Opinion for the Court filed by Circuit Judge Sentelle.

Sentelle, Circuit Judge: The Association of Civilian Technicians, Puerto Rico Army Chapter ("the Union"), petitions

this Court for review of the Federal Labor Relations Authority's ("FLRA" or "Authority") decision in which the FLRA

determined that a collective bargaining agreement provision

that seeks reimbursement for out-of-pocket losses resulting

from agency cancellation of previously approved leave is

contrary to law and therefore nonnegotiable. Petitioner argues that the FLRA erroneously applied the Travel Expenses

Act, 5 U.S.C. s 5701, et seq., to resolve the dispute and failed

to consider whether the provision was authorized under the

collective bargaining law, 5 U.S.C. s 7101, et seq. (Federal

Services Labor-Management Relations Statute). Because we

agree with the petitioner that the Travel Expenses Act does

not prohibit the proposed provision, we grant the petition for

review, vacate the decision and order of the FLRA, and

remand for proceedings consistent with this opinion.

> [Stated task a]: Summarize the court opinion in two sentences.

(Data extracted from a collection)

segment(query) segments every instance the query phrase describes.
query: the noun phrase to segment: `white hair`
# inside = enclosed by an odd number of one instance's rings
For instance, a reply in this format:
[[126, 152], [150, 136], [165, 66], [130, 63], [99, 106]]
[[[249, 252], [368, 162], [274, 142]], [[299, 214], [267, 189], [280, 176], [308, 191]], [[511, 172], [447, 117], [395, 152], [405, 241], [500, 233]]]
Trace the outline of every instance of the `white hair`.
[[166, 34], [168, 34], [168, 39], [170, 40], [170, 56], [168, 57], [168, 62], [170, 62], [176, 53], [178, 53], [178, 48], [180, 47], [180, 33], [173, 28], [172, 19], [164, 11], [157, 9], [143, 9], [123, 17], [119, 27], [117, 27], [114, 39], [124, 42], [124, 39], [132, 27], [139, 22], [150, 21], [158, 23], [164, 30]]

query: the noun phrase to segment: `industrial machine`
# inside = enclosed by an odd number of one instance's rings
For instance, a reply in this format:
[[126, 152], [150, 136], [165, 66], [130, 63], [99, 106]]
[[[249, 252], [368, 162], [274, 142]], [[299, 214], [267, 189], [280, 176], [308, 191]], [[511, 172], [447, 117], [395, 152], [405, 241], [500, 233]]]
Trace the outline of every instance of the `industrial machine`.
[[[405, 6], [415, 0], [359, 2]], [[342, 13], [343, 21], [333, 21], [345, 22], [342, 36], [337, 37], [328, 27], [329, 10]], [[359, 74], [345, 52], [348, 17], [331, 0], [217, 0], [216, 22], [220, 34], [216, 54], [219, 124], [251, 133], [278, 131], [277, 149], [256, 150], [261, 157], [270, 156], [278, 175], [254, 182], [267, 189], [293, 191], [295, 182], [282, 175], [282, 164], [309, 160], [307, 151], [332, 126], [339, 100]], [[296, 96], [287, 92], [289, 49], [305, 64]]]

> [Stated task b]: Retype the lines of the records starting at the very first line and ending at the line that contains "23], [164, 30]]", with both ends included.

> [Exercise result a]: The Association of Civilian Technicians, Puerto Rico Army Chapter, petitions for review of an FLRA decision holding that a collective bargaining agreement provision seeking reimbursement for out-of-pocket losses caused by agency cancellation of previously approved leave is contrary to law and nonnegotiable. The court agrees with the petitioner that the Travel Expenses Act does not prohibit the provision, so it grants the petition, vacates the FLRA's decision and order, and remands.

> [Exercise result b]:
segment(query) segments every instance the query phrase describes.
query: the noun phrase to segment: `white hair`
# inside = enclosed by an odd number of one instance's rings
For instance, a reply in this format:
[[126, 152], [150, 136], [165, 66], [130, 63], [99, 106]]
[[[249, 252], [368, 162], [274, 142]], [[299, 214], [267, 189], [280, 176], [308, 191]], [[511, 172], [447, 117], [395, 152], [405, 241], [500, 233]]]
Trace the outline of every instance of the `white hair`.
[[166, 34], [168, 34], [168, 39], [170, 40], [170, 56], [168, 57], [168, 62], [170, 62], [176, 53], [178, 53], [178, 48], [180, 47], [180, 33], [173, 28], [172, 19], [164, 11], [157, 9], [143, 9], [123, 17], [119, 27], [117, 27], [114, 39], [124, 42], [124, 39], [132, 27], [139, 22], [150, 21], [158, 23], [164, 30]]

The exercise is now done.